**TASK INPUTS**

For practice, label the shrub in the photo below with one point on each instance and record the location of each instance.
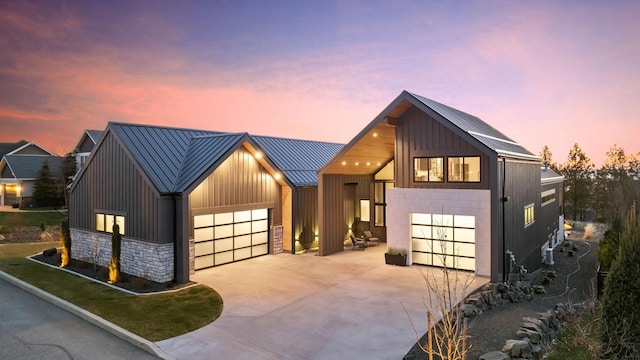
(539, 289)
(114, 266)
(608, 249)
(621, 315)
(66, 243)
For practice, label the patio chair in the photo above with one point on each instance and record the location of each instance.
(368, 236)
(358, 243)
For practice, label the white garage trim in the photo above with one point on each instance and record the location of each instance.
(227, 237)
(402, 202)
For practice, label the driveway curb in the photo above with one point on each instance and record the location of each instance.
(116, 330)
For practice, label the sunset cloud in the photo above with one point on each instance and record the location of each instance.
(320, 71)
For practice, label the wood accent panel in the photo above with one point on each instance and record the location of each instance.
(369, 154)
(113, 183)
(306, 216)
(287, 219)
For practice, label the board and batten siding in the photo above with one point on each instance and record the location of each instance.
(239, 183)
(112, 183)
(331, 197)
(419, 135)
(522, 187)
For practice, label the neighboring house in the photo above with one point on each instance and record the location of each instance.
(188, 199)
(442, 184)
(19, 168)
(422, 176)
(87, 141)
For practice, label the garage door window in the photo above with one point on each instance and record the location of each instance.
(439, 239)
(228, 237)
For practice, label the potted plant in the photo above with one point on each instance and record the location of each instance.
(395, 256)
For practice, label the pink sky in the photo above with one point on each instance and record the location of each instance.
(543, 73)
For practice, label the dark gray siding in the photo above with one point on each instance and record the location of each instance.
(239, 183)
(86, 145)
(305, 215)
(522, 187)
(112, 182)
(339, 203)
(6, 172)
(419, 135)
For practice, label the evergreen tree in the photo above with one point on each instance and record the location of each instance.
(45, 191)
(578, 172)
(621, 313)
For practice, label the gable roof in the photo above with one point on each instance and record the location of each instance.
(547, 175)
(478, 129)
(375, 144)
(6, 148)
(160, 151)
(28, 166)
(173, 158)
(299, 160)
(95, 135)
(203, 152)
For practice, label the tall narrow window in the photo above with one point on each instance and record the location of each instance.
(464, 169)
(529, 215)
(380, 202)
(430, 169)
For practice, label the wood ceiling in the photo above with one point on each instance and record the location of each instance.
(369, 154)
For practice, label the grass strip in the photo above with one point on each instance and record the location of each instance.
(28, 218)
(154, 317)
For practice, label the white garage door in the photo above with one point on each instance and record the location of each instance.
(228, 237)
(438, 238)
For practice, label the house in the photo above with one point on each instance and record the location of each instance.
(422, 176)
(445, 186)
(189, 199)
(87, 141)
(19, 168)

**BRIEF**
The complete set of records should be written out again, pictures excluded.

**TASK ANSWER**
For practice, label the shrub in the photo below with one point on each instance and record the location of each instance.
(539, 289)
(114, 266)
(608, 249)
(621, 315)
(66, 243)
For practice, label the patio chair in the photo above with one point on each instance and record the location of each instance.
(368, 236)
(358, 243)
For practice, label the white garage trim in the photo above with one point on each instance and record the location of each instance.
(227, 237)
(402, 202)
For practice, label the driveway curb in the photo above with one point on each instance and record the location of each instance.
(116, 330)
For practice, label the sunset cloud in the photo above with one point on each instance and record the location of each instance.
(320, 71)
For practice, label the wood accent panel in the photo above with one point on each instance and record the location of each instance.
(369, 154)
(113, 183)
(306, 216)
(287, 219)
For practice, label the board and batten siding in the photo above with one point on each instance and record the location of each instance.
(239, 183)
(112, 183)
(331, 197)
(419, 135)
(522, 187)
For practice, label the neighboring house in the photo above with one point on each instance and record the location of each instance.
(188, 199)
(442, 184)
(19, 168)
(422, 176)
(87, 141)
For practice, label the garage door window in the photo above with one point on each instance and record the location of each instance.
(439, 239)
(228, 237)
For practice, label the potted plant in the photo above with one point on each instance and record the location of each instance.
(395, 256)
For practice, label the pink sky in the photo above with one point on each instance and record the location of each instance.
(543, 73)
For practice, label the dark gray siding in the photo above with one point on each instance and record the location of each instance.
(239, 183)
(86, 145)
(305, 215)
(522, 187)
(112, 182)
(339, 203)
(6, 172)
(419, 135)
For practice, label the evergreen tree in the photo above with one point on each instance and record the location of each instance.
(45, 191)
(578, 172)
(621, 313)
For practice, label the gable roof in the photo above with one point on each instance and record the location of each instance.
(547, 175)
(478, 129)
(375, 144)
(6, 148)
(160, 151)
(28, 166)
(173, 158)
(299, 160)
(95, 135)
(203, 152)
For practice, label the tall narrow window in the photo above with one point on each instance and record the location of each instance.
(464, 169)
(529, 215)
(380, 202)
(430, 169)
For practice, label the wood ceiling in the photo above with one point on each instance and record the location of each instance.
(369, 154)
For practice, label the grass strip in the photo above with one point on each instance and record the location of each instance.
(28, 218)
(154, 317)
For practice, label the white garage door in the photo above with one point on each instance and record the location of each instance.
(228, 237)
(438, 238)
For practice, label the house in the photo above with one point on each instance and record the location of each instance.
(422, 176)
(445, 186)
(189, 199)
(87, 141)
(19, 168)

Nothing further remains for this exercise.